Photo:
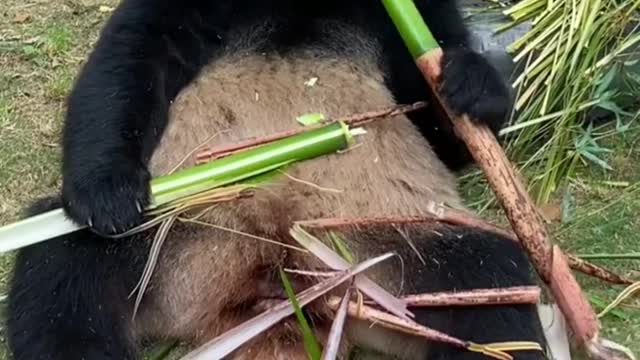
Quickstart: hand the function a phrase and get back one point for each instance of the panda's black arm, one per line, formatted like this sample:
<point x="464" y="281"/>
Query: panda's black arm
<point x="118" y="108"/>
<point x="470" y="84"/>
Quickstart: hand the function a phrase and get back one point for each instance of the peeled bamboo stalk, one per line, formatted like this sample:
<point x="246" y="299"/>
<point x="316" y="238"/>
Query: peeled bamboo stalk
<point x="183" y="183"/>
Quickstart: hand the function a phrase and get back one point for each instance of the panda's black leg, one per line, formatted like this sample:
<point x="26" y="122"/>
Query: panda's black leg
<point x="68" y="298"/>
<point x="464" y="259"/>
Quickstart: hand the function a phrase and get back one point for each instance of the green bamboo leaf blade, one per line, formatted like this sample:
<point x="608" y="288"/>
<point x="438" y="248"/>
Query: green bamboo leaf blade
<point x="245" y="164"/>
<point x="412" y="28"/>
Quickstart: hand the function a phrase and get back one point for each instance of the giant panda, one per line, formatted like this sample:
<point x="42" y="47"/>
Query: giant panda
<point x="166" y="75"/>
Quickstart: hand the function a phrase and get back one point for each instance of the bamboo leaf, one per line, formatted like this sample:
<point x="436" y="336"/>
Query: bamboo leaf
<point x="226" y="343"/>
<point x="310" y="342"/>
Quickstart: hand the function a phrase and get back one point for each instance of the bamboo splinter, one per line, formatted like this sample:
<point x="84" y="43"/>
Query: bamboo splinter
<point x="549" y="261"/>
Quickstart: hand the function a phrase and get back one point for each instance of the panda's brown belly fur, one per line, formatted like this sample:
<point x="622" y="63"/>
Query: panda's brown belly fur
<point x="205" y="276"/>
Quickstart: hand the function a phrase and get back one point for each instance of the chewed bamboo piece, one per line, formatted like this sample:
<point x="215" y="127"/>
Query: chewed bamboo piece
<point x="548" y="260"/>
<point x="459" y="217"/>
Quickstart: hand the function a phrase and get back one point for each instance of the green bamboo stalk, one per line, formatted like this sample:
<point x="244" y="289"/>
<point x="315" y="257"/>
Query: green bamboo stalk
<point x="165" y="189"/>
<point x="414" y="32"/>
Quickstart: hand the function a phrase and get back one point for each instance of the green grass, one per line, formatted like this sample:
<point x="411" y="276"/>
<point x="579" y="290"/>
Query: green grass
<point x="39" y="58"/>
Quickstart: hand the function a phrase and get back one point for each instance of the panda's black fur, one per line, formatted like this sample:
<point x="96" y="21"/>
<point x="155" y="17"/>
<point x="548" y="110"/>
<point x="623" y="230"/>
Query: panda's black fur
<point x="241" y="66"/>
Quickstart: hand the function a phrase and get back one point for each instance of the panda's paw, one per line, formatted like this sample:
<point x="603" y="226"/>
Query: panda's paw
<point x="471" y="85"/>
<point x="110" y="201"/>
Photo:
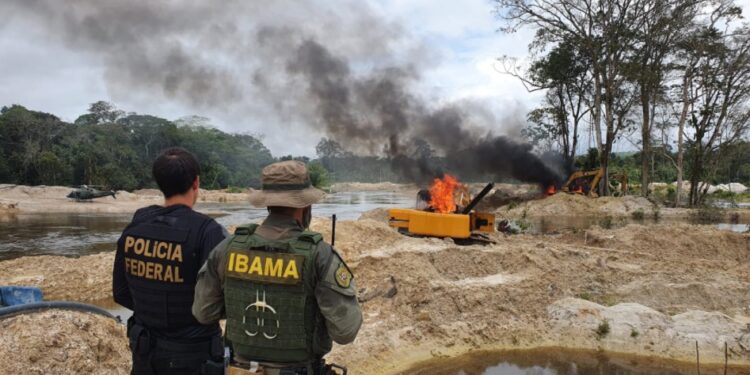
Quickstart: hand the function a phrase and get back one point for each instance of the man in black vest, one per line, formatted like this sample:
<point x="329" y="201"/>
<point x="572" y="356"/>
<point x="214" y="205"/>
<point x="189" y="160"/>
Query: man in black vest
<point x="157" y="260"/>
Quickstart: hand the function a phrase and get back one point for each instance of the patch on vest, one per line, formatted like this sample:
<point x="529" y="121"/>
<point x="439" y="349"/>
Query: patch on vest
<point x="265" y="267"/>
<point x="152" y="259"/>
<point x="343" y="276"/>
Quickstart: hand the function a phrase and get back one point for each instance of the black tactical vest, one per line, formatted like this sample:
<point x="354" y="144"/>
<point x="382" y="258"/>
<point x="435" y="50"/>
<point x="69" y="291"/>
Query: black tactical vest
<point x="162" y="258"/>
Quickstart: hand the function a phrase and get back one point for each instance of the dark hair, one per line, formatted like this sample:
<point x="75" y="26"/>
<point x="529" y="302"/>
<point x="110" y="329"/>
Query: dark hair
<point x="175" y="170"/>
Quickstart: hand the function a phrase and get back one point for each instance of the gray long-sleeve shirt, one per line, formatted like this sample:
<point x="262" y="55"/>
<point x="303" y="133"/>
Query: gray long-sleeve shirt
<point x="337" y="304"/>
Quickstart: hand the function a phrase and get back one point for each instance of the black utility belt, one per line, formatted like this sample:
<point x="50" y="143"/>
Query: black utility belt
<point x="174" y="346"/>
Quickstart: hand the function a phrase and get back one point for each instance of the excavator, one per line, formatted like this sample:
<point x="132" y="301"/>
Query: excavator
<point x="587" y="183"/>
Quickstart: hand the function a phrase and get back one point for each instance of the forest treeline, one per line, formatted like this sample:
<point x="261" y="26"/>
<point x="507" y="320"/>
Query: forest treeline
---
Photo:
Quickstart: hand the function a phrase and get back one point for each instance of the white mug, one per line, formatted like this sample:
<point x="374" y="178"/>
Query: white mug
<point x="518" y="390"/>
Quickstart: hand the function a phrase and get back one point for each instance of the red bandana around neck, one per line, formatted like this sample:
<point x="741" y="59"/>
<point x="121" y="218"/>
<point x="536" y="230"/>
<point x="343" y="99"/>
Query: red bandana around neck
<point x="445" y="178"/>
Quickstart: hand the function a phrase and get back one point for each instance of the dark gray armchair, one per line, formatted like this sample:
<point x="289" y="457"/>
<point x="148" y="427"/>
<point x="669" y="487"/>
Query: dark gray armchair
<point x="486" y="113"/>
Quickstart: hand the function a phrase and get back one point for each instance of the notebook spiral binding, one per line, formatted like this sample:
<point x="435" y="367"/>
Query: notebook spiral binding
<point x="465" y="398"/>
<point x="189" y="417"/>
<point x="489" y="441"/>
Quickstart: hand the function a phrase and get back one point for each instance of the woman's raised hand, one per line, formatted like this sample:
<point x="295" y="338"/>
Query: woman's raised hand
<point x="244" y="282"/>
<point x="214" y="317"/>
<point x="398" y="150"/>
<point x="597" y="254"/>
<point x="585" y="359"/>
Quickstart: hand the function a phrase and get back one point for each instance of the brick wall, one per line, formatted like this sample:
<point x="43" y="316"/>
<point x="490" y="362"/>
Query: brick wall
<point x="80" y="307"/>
* * *
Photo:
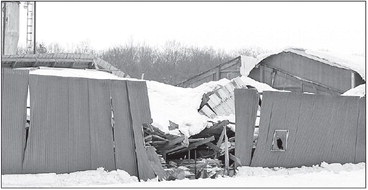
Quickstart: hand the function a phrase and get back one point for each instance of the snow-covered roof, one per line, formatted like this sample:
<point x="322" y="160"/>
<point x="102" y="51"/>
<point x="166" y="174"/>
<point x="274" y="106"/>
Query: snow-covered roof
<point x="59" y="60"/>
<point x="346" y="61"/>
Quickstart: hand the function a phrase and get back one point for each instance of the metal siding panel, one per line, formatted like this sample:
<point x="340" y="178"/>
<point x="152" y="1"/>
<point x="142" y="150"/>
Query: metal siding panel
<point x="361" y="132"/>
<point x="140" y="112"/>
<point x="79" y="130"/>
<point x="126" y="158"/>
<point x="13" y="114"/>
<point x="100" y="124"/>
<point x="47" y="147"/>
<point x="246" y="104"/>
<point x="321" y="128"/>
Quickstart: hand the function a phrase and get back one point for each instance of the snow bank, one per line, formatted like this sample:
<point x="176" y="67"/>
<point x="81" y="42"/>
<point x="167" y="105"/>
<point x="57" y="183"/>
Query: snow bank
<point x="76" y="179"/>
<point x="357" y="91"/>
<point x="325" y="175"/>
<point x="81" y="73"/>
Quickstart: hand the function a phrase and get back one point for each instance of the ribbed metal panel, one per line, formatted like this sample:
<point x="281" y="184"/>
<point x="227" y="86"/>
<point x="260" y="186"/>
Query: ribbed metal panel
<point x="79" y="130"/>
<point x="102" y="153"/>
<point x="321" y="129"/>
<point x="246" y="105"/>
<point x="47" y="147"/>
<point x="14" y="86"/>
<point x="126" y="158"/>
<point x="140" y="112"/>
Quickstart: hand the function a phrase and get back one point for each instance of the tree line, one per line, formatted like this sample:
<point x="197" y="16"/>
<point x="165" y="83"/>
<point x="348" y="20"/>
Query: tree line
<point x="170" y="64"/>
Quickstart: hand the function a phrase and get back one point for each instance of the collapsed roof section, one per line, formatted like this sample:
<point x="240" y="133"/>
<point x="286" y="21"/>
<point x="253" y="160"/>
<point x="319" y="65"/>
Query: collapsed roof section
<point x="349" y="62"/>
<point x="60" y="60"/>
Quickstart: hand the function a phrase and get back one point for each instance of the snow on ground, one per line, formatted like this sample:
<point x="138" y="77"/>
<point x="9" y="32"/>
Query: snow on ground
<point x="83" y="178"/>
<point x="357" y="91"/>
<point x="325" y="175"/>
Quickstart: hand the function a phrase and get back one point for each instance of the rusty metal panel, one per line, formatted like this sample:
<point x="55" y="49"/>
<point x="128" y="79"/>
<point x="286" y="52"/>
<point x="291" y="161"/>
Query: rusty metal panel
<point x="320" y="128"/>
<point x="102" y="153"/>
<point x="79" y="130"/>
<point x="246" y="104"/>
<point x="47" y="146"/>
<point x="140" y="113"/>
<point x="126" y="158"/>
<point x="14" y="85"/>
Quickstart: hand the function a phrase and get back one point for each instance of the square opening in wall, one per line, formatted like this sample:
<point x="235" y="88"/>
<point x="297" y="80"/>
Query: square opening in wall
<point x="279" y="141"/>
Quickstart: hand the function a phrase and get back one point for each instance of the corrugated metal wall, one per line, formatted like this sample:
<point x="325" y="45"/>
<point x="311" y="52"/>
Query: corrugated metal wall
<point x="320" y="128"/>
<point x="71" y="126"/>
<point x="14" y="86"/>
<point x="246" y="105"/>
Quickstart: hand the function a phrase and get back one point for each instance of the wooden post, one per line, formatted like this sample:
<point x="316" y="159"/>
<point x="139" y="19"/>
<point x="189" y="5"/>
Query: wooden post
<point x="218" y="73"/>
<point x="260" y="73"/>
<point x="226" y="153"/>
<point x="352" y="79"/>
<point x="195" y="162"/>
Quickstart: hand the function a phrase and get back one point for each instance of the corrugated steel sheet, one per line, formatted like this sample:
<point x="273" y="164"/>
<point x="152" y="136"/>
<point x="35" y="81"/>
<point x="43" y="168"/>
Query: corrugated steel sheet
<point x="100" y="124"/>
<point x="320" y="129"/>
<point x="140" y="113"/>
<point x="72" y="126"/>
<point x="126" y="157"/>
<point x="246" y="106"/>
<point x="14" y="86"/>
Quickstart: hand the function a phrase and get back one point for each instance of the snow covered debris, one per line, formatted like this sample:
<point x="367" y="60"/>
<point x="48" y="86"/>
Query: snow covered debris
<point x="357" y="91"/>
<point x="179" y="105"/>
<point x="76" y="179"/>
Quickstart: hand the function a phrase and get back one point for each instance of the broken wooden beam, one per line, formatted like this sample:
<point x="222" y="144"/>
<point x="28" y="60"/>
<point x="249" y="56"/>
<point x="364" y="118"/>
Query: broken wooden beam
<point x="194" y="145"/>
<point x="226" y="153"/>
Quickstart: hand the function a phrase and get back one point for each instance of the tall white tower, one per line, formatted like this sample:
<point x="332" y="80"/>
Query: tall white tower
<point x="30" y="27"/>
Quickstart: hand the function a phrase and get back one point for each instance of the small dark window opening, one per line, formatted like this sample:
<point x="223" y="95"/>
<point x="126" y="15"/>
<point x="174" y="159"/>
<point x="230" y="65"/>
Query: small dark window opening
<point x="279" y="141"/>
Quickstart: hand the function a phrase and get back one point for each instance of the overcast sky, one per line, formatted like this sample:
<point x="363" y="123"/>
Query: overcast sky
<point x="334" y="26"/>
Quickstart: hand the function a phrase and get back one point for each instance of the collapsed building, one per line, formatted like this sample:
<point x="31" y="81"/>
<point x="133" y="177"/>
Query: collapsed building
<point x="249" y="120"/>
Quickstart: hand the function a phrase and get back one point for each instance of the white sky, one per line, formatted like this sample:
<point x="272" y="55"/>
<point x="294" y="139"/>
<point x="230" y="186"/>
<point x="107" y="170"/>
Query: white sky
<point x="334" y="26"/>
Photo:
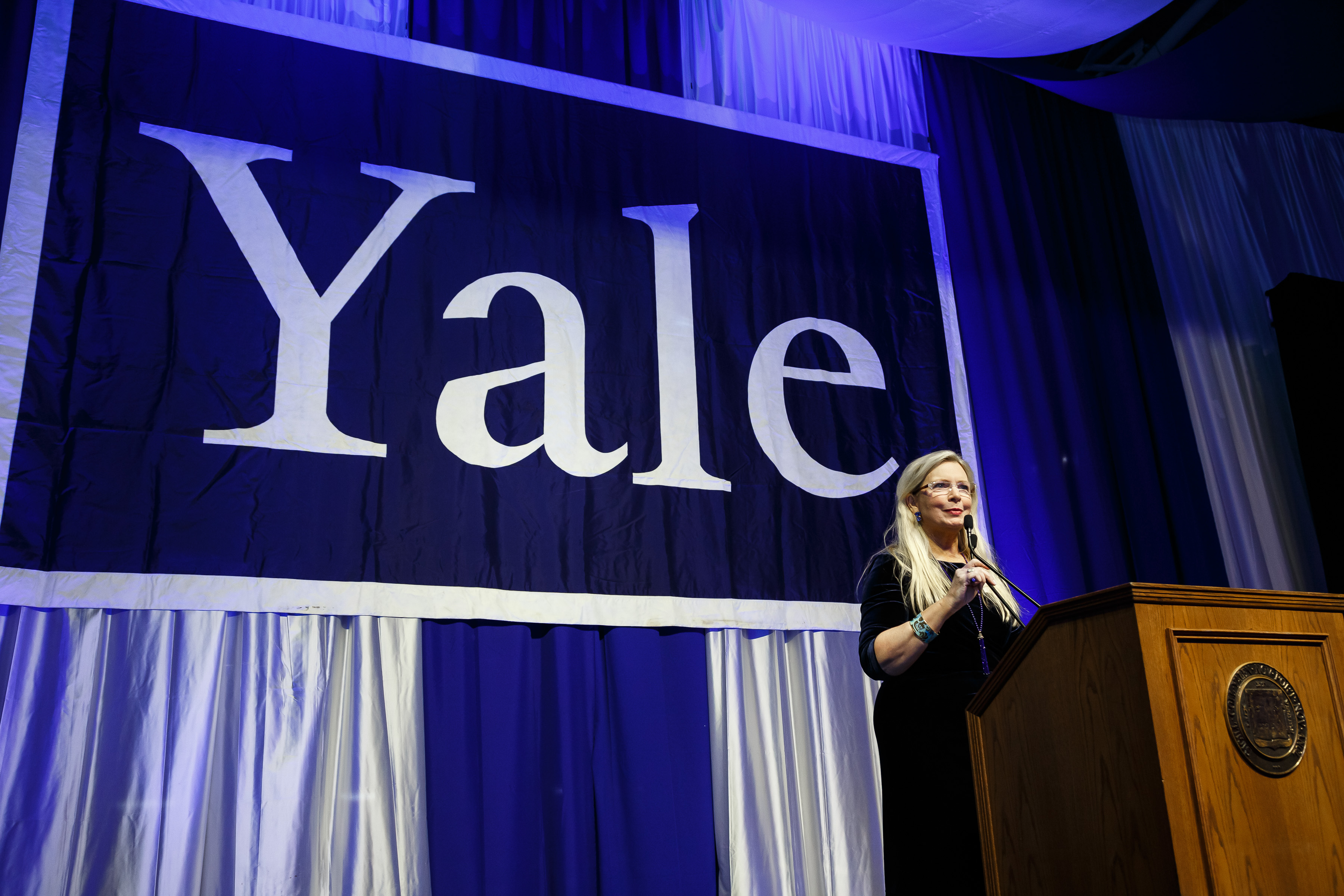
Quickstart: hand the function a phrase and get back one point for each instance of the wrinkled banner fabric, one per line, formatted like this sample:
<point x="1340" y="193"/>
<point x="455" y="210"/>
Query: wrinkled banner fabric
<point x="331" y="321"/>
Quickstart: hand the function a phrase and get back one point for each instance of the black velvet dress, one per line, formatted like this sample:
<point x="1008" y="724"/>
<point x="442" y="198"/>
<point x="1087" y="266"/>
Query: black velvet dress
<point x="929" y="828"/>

* _WRITTEN REQUEST_: State how many lines of the records above contain the word "bank", and reply with that number alone.

* _RESULT OF THE TASK_: 2